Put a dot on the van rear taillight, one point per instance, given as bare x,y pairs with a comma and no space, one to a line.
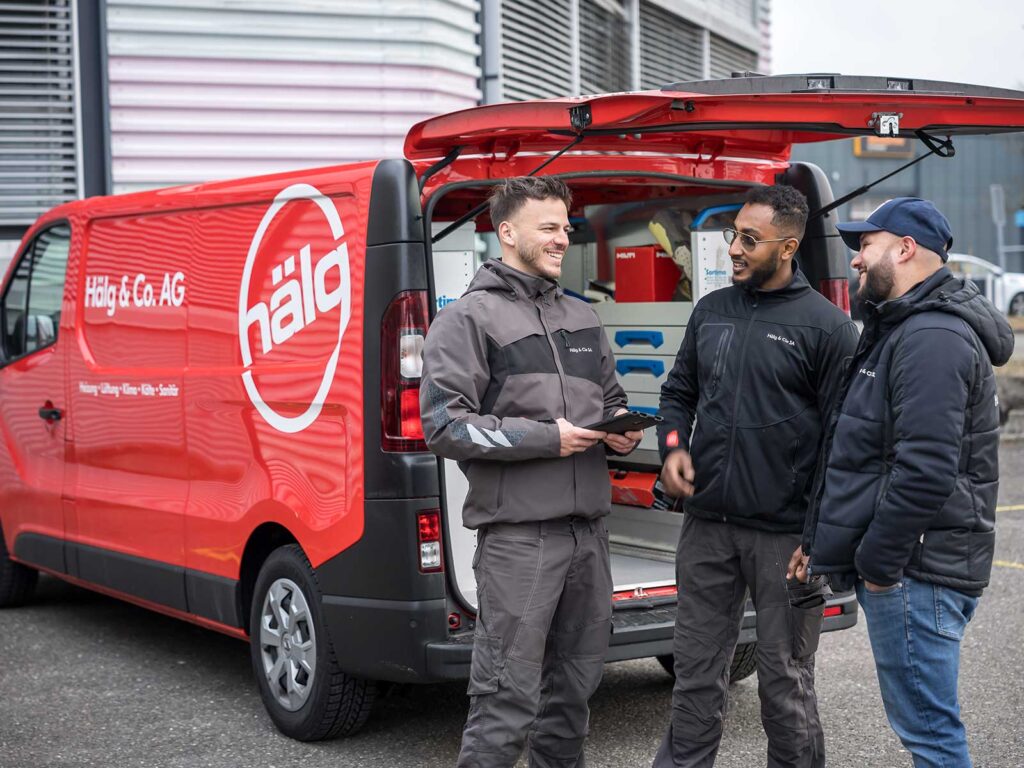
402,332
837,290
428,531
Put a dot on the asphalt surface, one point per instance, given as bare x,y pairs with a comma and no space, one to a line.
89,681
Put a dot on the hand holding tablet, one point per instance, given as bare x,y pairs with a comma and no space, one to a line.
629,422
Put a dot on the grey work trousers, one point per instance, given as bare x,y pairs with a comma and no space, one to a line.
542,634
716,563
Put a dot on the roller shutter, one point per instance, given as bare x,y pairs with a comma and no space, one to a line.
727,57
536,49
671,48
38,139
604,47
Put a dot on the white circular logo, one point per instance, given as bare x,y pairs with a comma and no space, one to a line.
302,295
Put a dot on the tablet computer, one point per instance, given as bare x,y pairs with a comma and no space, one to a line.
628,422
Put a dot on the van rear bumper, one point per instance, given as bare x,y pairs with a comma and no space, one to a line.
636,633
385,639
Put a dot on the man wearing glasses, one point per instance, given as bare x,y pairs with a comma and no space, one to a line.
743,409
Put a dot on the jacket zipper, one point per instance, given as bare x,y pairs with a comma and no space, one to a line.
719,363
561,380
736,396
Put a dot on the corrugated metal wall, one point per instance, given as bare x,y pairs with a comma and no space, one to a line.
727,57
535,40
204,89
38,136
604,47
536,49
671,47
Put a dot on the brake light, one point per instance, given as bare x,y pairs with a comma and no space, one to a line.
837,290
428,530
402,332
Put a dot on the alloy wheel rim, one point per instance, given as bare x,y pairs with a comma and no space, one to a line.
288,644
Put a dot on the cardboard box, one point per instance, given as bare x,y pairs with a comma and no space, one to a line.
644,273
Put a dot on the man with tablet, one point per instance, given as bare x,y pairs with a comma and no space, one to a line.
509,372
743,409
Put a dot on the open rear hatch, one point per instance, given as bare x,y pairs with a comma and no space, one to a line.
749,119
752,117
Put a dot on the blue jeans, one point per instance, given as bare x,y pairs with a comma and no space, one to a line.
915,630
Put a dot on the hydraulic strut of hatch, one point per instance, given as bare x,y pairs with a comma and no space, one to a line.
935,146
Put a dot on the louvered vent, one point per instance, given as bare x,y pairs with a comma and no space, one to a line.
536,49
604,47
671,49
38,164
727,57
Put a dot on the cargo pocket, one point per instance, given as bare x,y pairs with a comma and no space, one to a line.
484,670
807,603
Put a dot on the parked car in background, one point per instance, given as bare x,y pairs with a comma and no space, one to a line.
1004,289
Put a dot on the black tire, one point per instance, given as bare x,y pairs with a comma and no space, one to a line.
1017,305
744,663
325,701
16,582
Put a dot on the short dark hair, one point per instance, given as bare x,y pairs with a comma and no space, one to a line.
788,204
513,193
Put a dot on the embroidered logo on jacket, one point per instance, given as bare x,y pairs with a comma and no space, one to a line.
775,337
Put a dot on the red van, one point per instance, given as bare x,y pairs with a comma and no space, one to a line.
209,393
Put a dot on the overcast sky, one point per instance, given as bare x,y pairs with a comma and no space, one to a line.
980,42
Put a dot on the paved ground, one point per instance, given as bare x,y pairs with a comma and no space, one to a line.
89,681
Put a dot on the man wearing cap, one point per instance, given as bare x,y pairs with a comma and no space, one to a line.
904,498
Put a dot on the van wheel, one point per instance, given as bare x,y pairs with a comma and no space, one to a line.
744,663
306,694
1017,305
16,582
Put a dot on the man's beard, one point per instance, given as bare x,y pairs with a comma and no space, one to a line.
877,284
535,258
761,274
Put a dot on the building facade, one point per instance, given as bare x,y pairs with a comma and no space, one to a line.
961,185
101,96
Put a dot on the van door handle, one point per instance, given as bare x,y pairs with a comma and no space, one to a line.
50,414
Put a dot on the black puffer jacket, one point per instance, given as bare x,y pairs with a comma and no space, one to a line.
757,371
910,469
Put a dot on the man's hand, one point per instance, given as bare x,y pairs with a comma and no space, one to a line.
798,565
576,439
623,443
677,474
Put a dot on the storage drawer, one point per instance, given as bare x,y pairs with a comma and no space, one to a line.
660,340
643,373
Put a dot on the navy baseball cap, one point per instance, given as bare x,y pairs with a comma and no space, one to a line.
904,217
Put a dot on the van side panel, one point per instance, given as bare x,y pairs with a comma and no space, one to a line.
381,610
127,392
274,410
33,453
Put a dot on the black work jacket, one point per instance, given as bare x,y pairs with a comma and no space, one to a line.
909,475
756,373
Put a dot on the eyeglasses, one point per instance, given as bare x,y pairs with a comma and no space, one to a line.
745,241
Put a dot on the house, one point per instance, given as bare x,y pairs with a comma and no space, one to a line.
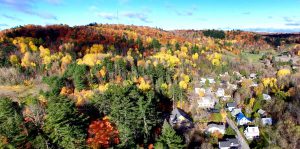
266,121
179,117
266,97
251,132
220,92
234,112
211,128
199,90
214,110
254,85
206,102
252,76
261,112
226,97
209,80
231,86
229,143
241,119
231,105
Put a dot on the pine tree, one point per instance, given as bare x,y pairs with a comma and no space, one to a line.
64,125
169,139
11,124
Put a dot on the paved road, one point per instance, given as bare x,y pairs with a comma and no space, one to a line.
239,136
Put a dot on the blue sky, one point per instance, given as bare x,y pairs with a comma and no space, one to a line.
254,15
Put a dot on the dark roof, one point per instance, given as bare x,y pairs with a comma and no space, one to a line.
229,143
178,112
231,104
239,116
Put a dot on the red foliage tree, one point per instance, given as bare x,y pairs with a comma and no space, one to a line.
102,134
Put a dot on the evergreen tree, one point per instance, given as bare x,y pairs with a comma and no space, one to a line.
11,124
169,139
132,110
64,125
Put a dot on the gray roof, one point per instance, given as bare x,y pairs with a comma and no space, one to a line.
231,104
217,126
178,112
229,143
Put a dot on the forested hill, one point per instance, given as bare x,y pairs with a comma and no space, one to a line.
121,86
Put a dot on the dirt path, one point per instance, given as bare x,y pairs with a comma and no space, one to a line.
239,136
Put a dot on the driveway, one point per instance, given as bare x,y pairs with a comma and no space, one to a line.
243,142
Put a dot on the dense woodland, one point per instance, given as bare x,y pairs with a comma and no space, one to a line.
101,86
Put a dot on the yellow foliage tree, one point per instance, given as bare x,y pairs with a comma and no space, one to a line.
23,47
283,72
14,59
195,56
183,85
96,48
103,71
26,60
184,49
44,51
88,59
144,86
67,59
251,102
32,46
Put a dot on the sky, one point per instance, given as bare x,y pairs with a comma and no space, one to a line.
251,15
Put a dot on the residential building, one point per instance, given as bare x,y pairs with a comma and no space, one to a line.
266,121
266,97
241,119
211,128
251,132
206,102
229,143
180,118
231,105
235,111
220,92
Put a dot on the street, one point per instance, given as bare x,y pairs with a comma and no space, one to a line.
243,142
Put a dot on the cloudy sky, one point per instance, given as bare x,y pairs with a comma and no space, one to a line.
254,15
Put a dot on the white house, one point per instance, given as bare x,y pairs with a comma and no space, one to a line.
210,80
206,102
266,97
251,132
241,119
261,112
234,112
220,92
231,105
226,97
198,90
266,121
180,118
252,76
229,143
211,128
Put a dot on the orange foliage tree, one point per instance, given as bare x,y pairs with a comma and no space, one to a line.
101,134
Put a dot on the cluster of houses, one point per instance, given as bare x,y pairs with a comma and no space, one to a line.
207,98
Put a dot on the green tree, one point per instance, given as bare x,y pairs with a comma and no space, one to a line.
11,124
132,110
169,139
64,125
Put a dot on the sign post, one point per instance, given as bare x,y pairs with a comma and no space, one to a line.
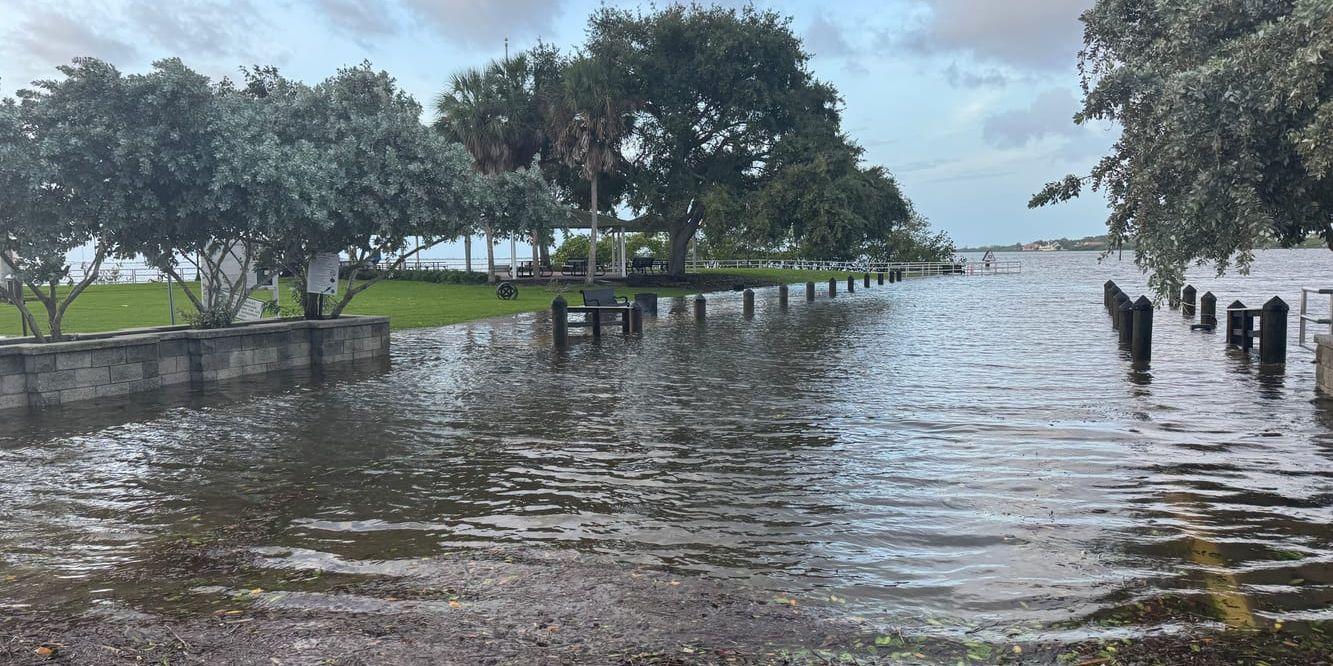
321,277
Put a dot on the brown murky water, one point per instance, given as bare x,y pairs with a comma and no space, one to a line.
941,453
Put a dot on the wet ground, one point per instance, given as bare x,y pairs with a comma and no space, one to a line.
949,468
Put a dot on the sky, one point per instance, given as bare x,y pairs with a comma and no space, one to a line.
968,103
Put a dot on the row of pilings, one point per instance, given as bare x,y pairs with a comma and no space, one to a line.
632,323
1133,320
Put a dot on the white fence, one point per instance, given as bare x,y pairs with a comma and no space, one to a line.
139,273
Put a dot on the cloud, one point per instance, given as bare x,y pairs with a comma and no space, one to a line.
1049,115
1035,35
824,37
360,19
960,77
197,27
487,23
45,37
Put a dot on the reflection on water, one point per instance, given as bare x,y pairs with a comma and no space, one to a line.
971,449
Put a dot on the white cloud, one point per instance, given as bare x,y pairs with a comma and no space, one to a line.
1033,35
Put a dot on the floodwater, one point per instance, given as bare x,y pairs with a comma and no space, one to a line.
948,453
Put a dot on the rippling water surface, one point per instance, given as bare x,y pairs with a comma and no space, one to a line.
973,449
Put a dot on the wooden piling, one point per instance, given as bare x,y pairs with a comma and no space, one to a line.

*Exercise details*.
Rewrite the part that opens with the line containing "Put a dot on the cloud, one" and closes with the last of the lines above, keeping every line. Multiply each x and y coordinate in the answers by 2.55 and round to whole numbers, with halves rounding up.

*Finished exercise*.
Put a dot on the cloud, one point per instance, given as bare x,y pairs with a comma and no space, one to a line.
2675,293
2639,89
2101,94
918,48
2448,196
502,69
1242,59
115,94
Put a dot on the reflection on water, one point per instance, given as bare x,y pairs with a comma and no space, one to a line.
2476,1145
Put a dot on the white cloud, one point per instance, given as bare x,y pairs with a comma and no space, one to a line.
2634,89
Put a dot on the floodwater, one point per instance, given as bare x,y pairs with a comma and no space, one to a line.
2417,1155
Put a dot on the rippling water surface, one point per instance, given as bare x,y pairs with a comma and no space, one to a line.
2481,1145
Put a dot on the wooden piling, one point per instance, given as bare x,y pairs with a comma and no space, one to a line.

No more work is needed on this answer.